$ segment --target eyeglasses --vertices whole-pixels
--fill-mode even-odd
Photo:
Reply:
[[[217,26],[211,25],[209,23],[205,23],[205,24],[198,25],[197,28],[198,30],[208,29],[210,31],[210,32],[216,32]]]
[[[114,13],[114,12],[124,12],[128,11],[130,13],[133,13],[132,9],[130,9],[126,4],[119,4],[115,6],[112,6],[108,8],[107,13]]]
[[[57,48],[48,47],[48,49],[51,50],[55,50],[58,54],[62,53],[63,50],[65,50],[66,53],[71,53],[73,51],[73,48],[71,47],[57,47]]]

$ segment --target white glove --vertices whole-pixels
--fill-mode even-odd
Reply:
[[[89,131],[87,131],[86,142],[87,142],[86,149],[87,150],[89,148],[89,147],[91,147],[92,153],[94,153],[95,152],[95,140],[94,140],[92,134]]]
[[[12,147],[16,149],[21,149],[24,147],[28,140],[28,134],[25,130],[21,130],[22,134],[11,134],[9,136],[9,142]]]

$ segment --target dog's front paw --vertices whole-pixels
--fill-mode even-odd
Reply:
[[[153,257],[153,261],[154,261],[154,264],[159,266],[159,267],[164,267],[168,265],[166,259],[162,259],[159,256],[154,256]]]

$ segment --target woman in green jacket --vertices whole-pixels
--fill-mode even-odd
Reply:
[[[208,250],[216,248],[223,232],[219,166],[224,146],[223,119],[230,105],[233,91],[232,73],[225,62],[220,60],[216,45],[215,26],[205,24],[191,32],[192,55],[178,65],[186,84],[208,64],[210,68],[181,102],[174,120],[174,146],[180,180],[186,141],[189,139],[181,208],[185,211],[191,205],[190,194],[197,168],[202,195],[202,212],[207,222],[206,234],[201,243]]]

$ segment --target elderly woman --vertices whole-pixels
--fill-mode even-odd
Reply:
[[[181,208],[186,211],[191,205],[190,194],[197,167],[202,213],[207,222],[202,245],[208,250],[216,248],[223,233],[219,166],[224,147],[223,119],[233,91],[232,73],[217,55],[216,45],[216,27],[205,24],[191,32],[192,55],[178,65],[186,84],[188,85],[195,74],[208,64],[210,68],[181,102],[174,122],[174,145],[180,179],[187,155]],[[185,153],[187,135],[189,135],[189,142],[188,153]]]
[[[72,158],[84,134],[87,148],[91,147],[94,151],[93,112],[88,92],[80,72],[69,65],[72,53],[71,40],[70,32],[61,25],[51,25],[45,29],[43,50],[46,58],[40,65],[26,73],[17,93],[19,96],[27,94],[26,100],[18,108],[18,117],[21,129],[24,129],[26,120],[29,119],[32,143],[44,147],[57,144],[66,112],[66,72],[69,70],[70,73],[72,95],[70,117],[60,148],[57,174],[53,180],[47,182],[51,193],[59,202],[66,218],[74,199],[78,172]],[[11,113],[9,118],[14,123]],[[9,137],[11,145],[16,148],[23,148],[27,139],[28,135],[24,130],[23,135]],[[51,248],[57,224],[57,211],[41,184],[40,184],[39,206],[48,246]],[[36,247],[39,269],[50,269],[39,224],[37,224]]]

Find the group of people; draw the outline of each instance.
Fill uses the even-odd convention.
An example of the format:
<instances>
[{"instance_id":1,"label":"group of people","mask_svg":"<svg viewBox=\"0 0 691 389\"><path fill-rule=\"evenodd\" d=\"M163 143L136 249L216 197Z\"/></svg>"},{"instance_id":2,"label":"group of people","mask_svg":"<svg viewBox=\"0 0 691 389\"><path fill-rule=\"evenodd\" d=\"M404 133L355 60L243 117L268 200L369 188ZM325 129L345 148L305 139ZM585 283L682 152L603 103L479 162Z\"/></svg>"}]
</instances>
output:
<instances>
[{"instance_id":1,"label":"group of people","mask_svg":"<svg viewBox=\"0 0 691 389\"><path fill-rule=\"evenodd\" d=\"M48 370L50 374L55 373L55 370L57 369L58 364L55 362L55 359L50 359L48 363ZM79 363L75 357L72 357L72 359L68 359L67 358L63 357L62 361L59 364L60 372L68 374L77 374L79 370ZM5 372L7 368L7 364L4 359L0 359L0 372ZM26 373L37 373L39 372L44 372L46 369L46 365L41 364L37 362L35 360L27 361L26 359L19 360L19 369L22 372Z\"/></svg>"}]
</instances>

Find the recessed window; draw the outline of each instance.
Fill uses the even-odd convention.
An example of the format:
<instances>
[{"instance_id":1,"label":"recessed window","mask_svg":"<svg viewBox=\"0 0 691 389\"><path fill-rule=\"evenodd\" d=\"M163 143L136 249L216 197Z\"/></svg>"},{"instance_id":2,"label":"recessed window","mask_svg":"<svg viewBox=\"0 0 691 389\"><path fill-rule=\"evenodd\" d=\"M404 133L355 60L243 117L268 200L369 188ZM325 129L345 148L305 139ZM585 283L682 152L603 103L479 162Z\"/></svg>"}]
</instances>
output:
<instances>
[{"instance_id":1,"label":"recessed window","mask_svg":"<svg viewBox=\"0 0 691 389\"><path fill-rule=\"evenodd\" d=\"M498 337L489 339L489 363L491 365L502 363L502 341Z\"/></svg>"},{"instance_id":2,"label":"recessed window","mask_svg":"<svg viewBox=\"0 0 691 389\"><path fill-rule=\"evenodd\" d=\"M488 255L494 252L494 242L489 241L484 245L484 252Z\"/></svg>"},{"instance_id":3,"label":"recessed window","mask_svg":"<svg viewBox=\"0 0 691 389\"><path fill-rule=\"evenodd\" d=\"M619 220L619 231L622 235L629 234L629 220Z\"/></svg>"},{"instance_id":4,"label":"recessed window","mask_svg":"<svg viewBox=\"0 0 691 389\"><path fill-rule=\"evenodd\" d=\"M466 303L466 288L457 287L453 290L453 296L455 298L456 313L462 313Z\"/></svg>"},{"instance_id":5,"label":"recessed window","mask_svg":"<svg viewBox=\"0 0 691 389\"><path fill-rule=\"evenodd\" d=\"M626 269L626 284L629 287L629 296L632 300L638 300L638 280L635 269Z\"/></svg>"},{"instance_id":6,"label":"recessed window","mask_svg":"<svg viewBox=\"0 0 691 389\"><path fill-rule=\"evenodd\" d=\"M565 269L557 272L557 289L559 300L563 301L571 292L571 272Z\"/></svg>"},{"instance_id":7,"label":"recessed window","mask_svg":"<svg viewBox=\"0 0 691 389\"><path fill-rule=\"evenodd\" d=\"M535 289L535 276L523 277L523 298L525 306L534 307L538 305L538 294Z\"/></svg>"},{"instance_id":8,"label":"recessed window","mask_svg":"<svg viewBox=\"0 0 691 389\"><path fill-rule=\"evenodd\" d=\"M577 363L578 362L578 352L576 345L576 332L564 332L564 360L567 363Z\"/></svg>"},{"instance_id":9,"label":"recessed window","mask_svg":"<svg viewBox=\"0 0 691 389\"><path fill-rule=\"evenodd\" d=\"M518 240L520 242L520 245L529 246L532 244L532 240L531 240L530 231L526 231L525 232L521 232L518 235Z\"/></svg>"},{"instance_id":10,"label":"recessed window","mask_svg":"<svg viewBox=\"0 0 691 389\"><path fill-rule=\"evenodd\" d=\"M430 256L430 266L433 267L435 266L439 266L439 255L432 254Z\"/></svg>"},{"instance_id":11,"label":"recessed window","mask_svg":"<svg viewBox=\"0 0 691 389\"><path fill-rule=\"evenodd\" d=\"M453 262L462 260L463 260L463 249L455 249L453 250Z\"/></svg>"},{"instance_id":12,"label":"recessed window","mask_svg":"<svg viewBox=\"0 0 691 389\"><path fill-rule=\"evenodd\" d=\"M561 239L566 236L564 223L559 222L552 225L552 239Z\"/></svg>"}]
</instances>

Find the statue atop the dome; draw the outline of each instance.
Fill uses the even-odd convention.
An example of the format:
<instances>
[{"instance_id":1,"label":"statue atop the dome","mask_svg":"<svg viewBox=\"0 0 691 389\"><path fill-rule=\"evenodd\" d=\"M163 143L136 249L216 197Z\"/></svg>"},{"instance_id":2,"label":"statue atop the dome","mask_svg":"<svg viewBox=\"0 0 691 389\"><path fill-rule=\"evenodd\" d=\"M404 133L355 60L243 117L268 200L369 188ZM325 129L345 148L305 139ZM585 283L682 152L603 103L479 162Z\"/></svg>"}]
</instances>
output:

___

-- Work to complete --
Count the lines in the rows above that contain the string "statue", with uppercase and lowercase treated as different, and reply with that number alone.

-- Answer to this problem --
2